▶ **Task prompt**: Only the lines from the one containing "Find the curved" through the one containing "Find the gray" should be printed, exactly as they appear below, with both ends included.

Dataset entries:
════════════════

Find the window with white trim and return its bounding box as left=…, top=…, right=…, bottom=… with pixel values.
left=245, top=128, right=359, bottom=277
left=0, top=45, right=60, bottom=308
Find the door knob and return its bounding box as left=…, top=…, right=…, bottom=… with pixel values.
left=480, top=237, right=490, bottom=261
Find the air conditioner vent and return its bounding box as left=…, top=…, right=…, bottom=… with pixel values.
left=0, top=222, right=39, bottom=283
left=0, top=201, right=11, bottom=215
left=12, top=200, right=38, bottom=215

════════════════

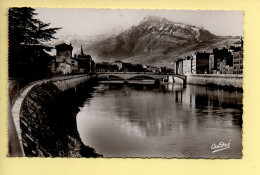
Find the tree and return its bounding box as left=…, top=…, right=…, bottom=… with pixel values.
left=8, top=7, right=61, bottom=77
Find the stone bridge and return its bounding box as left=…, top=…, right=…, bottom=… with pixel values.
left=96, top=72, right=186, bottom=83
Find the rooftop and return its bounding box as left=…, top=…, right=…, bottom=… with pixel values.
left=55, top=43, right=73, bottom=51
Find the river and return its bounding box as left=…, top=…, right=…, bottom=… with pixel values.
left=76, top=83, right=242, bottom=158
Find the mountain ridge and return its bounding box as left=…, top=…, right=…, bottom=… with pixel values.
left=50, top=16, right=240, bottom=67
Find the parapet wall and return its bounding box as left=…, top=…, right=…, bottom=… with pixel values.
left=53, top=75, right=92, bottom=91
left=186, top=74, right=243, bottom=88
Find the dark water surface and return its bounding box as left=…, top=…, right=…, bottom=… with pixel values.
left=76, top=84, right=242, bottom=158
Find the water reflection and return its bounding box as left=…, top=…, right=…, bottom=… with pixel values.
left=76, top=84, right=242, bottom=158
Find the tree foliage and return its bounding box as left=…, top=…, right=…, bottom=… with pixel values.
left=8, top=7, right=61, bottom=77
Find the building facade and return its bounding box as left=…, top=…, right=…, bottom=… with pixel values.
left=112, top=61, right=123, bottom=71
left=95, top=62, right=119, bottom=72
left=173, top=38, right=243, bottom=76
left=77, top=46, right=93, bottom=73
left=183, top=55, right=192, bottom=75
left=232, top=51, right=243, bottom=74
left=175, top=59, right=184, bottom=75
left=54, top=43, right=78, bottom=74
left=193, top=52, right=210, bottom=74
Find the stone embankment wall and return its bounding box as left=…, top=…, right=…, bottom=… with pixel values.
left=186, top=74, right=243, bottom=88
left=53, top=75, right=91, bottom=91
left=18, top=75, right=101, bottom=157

════════════════

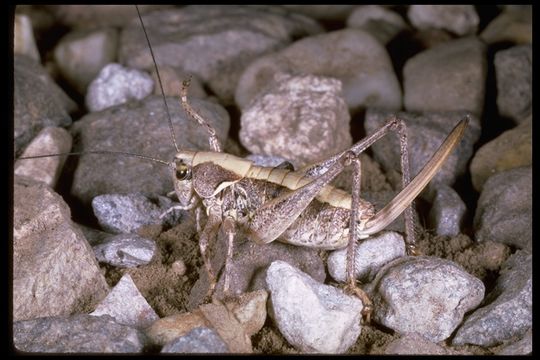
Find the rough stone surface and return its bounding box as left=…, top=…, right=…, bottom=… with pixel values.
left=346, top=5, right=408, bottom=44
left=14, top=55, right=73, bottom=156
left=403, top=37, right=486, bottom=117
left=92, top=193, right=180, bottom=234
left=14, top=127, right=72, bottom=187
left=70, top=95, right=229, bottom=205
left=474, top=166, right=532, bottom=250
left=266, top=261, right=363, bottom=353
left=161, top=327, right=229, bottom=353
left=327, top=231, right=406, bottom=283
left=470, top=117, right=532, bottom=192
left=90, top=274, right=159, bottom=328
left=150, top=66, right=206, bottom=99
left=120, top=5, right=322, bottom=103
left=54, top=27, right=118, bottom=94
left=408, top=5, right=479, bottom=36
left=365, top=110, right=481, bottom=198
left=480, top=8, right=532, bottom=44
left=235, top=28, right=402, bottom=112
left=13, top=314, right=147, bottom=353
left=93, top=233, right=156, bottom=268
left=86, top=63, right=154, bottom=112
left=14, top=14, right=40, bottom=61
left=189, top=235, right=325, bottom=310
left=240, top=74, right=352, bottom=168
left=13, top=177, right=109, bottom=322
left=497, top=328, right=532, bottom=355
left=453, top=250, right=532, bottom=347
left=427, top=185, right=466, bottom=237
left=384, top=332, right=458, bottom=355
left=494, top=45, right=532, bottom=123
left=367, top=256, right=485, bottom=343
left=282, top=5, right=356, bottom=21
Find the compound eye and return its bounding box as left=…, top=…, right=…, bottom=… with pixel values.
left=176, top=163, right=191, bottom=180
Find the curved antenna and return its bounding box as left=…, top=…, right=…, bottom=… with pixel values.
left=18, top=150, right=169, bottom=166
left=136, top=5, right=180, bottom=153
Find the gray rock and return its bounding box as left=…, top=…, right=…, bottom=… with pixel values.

════════════════

▶ **Answer box**:
Find the curved antenna and return its bounding box as left=…, top=…, right=…, bottom=… with pixel values.
left=18, top=150, right=169, bottom=166
left=136, top=5, right=180, bottom=153
Find the gray rock and return its bounding box as left=…, top=…, right=…, bottom=… with pixel values.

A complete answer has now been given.